Write out every row below word for word, with no changes.

## START Exercise material

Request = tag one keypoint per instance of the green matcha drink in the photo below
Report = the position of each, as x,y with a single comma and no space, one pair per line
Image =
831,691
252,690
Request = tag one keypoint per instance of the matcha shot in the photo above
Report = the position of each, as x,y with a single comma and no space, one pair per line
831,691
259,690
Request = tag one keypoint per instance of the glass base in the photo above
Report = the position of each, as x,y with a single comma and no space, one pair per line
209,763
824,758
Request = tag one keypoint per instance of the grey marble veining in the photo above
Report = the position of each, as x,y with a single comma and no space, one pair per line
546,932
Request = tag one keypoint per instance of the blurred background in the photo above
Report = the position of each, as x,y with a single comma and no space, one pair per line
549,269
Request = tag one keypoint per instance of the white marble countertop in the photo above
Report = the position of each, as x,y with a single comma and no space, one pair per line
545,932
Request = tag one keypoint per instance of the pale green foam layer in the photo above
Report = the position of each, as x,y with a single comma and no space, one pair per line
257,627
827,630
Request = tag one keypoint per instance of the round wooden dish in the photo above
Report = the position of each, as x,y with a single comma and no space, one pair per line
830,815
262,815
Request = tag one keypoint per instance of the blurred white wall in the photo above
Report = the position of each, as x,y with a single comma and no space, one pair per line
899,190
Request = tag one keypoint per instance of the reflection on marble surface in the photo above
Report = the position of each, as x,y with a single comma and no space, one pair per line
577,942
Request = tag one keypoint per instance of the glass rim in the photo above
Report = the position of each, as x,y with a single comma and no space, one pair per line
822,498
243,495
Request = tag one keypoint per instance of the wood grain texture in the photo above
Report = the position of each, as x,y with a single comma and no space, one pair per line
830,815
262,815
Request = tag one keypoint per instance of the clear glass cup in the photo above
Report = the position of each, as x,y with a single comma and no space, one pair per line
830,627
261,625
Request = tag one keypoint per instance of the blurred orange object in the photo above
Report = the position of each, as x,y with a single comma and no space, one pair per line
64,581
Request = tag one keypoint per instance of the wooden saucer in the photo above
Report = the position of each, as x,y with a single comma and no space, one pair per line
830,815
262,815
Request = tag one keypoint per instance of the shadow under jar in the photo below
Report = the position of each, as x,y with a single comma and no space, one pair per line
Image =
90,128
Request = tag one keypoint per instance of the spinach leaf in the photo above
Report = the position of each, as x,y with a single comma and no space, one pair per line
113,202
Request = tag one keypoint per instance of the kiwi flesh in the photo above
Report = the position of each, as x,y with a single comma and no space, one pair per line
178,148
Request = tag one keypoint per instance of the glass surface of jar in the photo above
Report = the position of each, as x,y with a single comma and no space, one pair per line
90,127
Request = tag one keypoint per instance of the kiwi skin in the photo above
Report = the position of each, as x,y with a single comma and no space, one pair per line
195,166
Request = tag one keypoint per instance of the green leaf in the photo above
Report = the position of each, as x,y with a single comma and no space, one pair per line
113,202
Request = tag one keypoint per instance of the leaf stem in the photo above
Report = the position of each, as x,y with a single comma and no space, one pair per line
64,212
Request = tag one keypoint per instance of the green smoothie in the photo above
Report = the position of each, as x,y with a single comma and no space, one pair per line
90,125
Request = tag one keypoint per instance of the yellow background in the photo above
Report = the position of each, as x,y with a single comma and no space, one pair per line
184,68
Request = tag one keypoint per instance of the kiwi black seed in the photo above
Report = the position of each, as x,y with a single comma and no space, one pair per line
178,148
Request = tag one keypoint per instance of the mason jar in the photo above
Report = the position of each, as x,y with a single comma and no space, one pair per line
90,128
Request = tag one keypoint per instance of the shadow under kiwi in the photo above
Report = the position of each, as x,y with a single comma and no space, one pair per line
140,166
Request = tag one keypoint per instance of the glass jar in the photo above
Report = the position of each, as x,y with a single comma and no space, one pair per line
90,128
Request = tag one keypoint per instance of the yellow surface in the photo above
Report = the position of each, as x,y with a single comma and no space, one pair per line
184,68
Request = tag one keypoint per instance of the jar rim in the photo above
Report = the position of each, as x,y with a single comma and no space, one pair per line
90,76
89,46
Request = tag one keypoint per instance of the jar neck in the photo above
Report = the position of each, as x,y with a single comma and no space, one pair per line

## END Exercise material

- _Problem solution_:
Request = tag one keypoint per instance of the green matcha drink in the photo below
Report = the position of each, as x,y with a single comma and no space, one pair per line
Image =
831,691
252,690
Request = tag one keypoint per instance of the matcha shot in the photo above
Report = the position of each, as x,y with a single comma and no space, one pair per line
831,691
259,690
Request = tag one keypoint per instance of the glass base in the photo above
Report = the position of each, as x,y with a single comma and no space, one pair per line
209,763
824,758
Request = tag one keypoint per instance of the grey marble veining in the photo above
Report = the position of each, as x,y with a single comma and no space, one pair per line
546,932
Request = tag one keypoint per instance of the blurred background in the photo above
Report = the position of each, as x,y with a single comma and no space, one pair per line
549,269
Request = tag one keypoint per instance of the white marble countertop in the photo above
Report = the position of each, as x,y with a single comma and no space, one pair per line
545,932
Request = tag one keypoint per instance of the pale green foam layer in the photo above
Report = the position of each, as x,y with a single comma and no space, one pair per line
257,627
827,630
Request = tag one keypoint per instance of the round wooden dish in the photo above
Report = the position of each, as x,y with a single comma and no space, one pair per line
830,815
262,815
Request = tag one keypoint per instance of the blurred white wall in the photo above
Report = the position of each, as x,y with a single comma and no space, one pair per line
899,190
Request = tag one keypoint per instance of the reflection on marble surface in the photo above
Report = the position of each, as x,y with a single comma and no space, one pair per line
577,942
Request = tag one keypoint per instance of the glass rim in the photo above
Report = the position of each, as x,y with a single comma and no space, one pair per line
822,498
243,495
Request = tag one keypoint per instance of the wood grain texture in the photo above
Report = the position of each, as x,y with a single comma and no space, one pair per line
830,815
262,815
Request = tag one keypoint per instance of the clear glass cup in the photo above
Report = the position of each, as x,y with a single comma and no space, one pair per line
830,627
261,625
Request = tag one keypoint per instance of the blurred orange object in the photo above
Report = the position of each, as x,y with a single comma and no space, one pair per line
64,581
Request = tag one keypoint per instance of the wooden saucer in the photo above
Report = the position of each, as x,y with a single comma and no space, one pair per line
830,815
262,815
Request = tag one keypoint per instance of the shadow under jar in the photo below
Report = the position of each, as x,y with a single comma and no space, one pair per line
Image =
90,128
Request = tag one keypoint per instance of the spinach leaf in the photo above
Report = the position of each, as x,y with a single comma and no space, one pair per line
113,202
Request = tag one keypoint per instance of the kiwi flesh in the photo above
Report = the position of each, as x,y with a single comma and no space, one pair per line
178,148
Request = tag one keypoint per instance of the glass surface of jar in the photo above
Report = the position of each, as x,y with a single comma and no space, one pair per line
90,127
Request = tag one keypoint per instance of the kiwi skin in the photo above
Report = the position of each, as x,y with a single comma and no space, one pair per line
195,166
Request = tag one keypoint per instance of the green leaf in the photo above
Report = the position of each, as x,y with a single comma and no space, one pair per line
113,202
Request = tag one keypoint per instance of the leaf stem in the photo above
Report = the position of each, as x,y with a single comma and no space, one pair per line
64,212
Request = tag one keypoint per instance of the green smoothie in the photo above
Report = the position of each, as x,y with a single comma and no space, one pair per line
90,125
Request = tag one keypoint per instance of the yellow background in the photo above
Report = the position of each, as x,y with a single comma and no space, one pair per line
184,68
Request = tag one keypoint per instance of the kiwi black seed in the photo above
Report = the position of each, as x,y with a single comma and no space, one pair per line
178,148
Request = tag one keypoint per instance of the mason jar in the photo above
Report = the position of each, as x,y with a single comma and no space, one pair per line
90,128
Request = tag one keypoint per instance of the shadow under kiwi in the photo above
Report = the position of each, as x,y with a single comma and no space, one pair per line
140,166
Request = tag one keypoint per instance of the glass jar in the photo above
Report = the position of each, as x,y with a single comma and no space, one pair per line
90,128
Request = tag one keypoint per instance of the yellow surface in the photo above
Report = the position of each, as x,y with a single comma and no space, one pair per line
184,68
Request = tag one keypoint per instance of the jar rim in the photo above
Report = the position of each, as x,y with a single comma and no space, one pair per line
90,76
89,46
Request = tag one keypoint per instance of the jar neck in the photo above
Report = the position of each, as x,y with a single comma and no space, one pair per line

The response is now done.